■ **TEXTAUSZUG**:

# schlechte pingzeit trotz fp



## Franzl (9. April 2010)

moin moin liebe pcgh community.
bin neu hier und habe auch schon sogleich ein problem.sufu brachte mir auch keine brauchbaren ergebnisse ( die ersten 4 seiten.. ) 
folgendes problem habe ich hoffe ihr könnt mir dabei helfen...

ich habe bei dem einzigen spiel was ich momentan spiele einen viel zu hohen ping.es handelt sich um modern warfare 2 ....
hab da idR 3 grüne bzw nach geänderter cfg 4 orange balken... dh. einen ping von 140

ich bin bei der t-com und hab dsl 6000 + fastpath !!!!

deswegen erscheint mir das viel zu hoch.... bei spielen wie cod 4 hatte ich meist so 60-70 ping...

-mein router is eine fritzbox fon 5140
-mein betriebssystem is windows 7 professional(oder ulti ka grad :o ) x64

hoffe ihr könnt mir helfen

danke und lg franzl

p.s. wer rechtschreibfehler findet kann sie behalten 

€: ping zu hase.de is wie folgt

1 >1ms >1ms >1ms fritz.fon.box (meine ip)
2 39ms 40ms 41ms 217.0.116.126
3 41ms 43ms 42ms 217.0.72.162

denke das reicht


----------



## Sash (9. April 2010)

schau mal ob du auch so einen so hohen ping hasst.
geh mal aufs start symbol unten links, dann direkt dadrüber in der zeile einfach reinschreiben:
ping /t heise.de
dann kommt ein fenster, und da laufen zeilen ab, schau mal was hinter zeit steht.. da sollte es nicht mehr wie 25ms sein...


----------



## Franzl (9. April 2010)

Zeit= ~50ms (+-1)

doppelt....niiiiicht gut...

was nun?


----------



## Aholic (9. April 2010)

Ich kann dir evtl helfen, jedoch nicht versichern das es in jedem Game 100% eine Verbesserung bringt, jedoch sollte es keine Nachteile geben.

Geh mal auf Start -> Ausführen und gib dort "regedit" ein.

Auf der linken Seite findest du ein Verzeichnis, dort wechselst du in:
HKEY_LOCAL_MACHINE\SYSTEM\CurrentControlSet\Services\Tcpip\Parameters\Interfaces
Dort findest du Ordner die wie {B85C8343-ACHC-12DA-9FE4-A2F3C41A139C} aussehen oder ähnlich.

■ **AUFGABENSTELLUNG**:
Setzen Sie den Forumsthread zur hohen Pingzeit trotz Fastpath dort fort, wo er aufhört.

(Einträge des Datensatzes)
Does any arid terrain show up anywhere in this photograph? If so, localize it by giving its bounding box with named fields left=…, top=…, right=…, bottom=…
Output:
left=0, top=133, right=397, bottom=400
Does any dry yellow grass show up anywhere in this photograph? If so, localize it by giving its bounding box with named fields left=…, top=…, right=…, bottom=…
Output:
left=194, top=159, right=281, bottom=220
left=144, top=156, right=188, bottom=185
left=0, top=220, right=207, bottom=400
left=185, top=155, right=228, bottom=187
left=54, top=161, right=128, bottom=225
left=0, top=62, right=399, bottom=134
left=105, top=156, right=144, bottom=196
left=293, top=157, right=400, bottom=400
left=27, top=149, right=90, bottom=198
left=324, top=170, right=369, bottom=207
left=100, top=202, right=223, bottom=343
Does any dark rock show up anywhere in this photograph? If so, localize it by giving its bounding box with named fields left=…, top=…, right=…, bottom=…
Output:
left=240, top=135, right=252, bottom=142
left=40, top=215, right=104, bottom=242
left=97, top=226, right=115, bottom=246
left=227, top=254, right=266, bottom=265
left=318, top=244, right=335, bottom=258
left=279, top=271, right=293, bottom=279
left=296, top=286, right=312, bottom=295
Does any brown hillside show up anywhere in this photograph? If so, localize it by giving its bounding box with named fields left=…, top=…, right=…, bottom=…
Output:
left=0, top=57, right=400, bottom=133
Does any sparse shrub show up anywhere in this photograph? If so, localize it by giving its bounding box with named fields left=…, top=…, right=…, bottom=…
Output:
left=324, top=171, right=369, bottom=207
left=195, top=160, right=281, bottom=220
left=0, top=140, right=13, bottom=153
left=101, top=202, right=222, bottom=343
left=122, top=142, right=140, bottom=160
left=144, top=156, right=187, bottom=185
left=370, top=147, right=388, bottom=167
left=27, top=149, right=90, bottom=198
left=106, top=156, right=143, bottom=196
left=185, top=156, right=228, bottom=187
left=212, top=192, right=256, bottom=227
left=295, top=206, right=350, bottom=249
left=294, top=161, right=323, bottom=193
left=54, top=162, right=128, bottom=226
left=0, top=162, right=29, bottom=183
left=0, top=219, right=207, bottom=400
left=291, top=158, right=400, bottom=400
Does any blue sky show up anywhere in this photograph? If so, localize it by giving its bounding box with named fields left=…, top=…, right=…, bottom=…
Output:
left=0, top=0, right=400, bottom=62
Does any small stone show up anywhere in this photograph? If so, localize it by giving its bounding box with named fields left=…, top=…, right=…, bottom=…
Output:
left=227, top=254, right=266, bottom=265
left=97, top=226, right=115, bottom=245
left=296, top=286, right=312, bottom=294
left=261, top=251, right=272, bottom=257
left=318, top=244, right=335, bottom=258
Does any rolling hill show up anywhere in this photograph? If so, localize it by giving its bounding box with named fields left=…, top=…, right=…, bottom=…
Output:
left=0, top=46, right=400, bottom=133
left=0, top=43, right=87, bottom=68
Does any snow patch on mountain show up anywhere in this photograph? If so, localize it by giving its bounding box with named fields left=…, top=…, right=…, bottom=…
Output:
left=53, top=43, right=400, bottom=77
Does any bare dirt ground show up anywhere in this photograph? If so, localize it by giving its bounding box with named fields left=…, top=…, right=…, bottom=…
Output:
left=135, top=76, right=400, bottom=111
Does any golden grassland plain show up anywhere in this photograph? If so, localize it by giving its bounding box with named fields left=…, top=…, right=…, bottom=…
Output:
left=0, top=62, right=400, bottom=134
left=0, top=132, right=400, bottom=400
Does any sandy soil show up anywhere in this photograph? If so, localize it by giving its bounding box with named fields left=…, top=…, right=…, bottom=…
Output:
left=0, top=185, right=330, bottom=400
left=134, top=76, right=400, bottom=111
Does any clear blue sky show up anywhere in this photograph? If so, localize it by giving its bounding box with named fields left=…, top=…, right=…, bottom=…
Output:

■ **ANTWORT**:
Nun suchst du den Ordner mit den meisten Werten, indem sollte u.a. auch ein Wert namens “DhcpIPAddress” sowie "DhcpDefaultGateway" sein.
Im rechten Feld erstellst jetzt einen neuen Wert namens “TcpAckFrequency”,
Dies geht wie folgt: “Rechtsklick > Neu > DWORD Value, (unter Vista auch DWORD (32bit Value) genannt).
Nun musst du den neu erstellten Wert nurnoch Modifizieren, in dem du den Wert auf "1" stellst.

Anschließend schließen und neustarten.

Dadurch hat sich meine Latenz von 70-80 in Games wie Battlefield 2/2142, Half life, TMN, Heroes of Newerth auf teilweise 7ms gesenkt.
Selbes gillt für Teamspeak und FTP Server Verbindungen.

Ich bin allerdings nicht dafür verantwortlich wenn du deine Registry durch *falsche* Vorgehensweise damit sprenkst!


----------



## Franzl (9. April 2010)

Aholic schrieb:


> Ich kann dir evtl helfen, jedoch nicht versichern das es in jedem Game 100% eine Verbesserung bringt, jedoch sollte es keine Nachteile geben.
> 
> Geh mal auf Start -> Ausführen und gib dort "regedit" ein.
> 
> ...



hm hab alles gemacht so wie dus gesagt hast... scheint auch alles rchtig zu sein  war ne 1 a beschreibung !! danke   ( ich muss alles nur so machen wie dus gesagt hast ne?also net auf hexidezimalzahl umstellen oder sonstwas?)

aber leider hab ich keinen unterschied gemerkt.. weder im spiel noch beim anpingen auf heise.de (Zeit = 49ms)
aber ich lass den eintrag mal vllt bringt der mir für andere games was ^^

mein problem is damit immer noch net gelöst hmmm
hängt das denn mit dem betribssytem zusammen? oder doch eher hardware (router?)? bzw provider? (wobei 6000er+fp ja locker reicht)


----------



## Hyper1on (9. April 2010)

Ich würde den "Fehler" nicht mal beim System oder der Internetverbindung suchen.

Da MW2 mit Hilfe des IWNet läuft könnte ich mir gut vorstellen, dass es daran liegt. Da die während des spielens die ganze Zeit auch mit dem IWNet verbunden bist kann es durchaus sein, dass dabei soviele "unnütze" Daten gesendet werden das der Ping etwas ansteigt.

Was du eventuell noch versuchen könntest ist in deiner Fritzbox eine Regel für die Priorisierung der von MW2 gesendeten und empfangenen Paketen einzustellen.

Kann dir leider gerade dazu keine Anleitung bieten, ausm Kopf bekomm ichs gerade nicht zusammen.

Sofern du die neuste Firmware installiert hast solltest du die Einstellungen dafür aber in den Erweitereten Einstellungen im Bereich Netzwerk finden.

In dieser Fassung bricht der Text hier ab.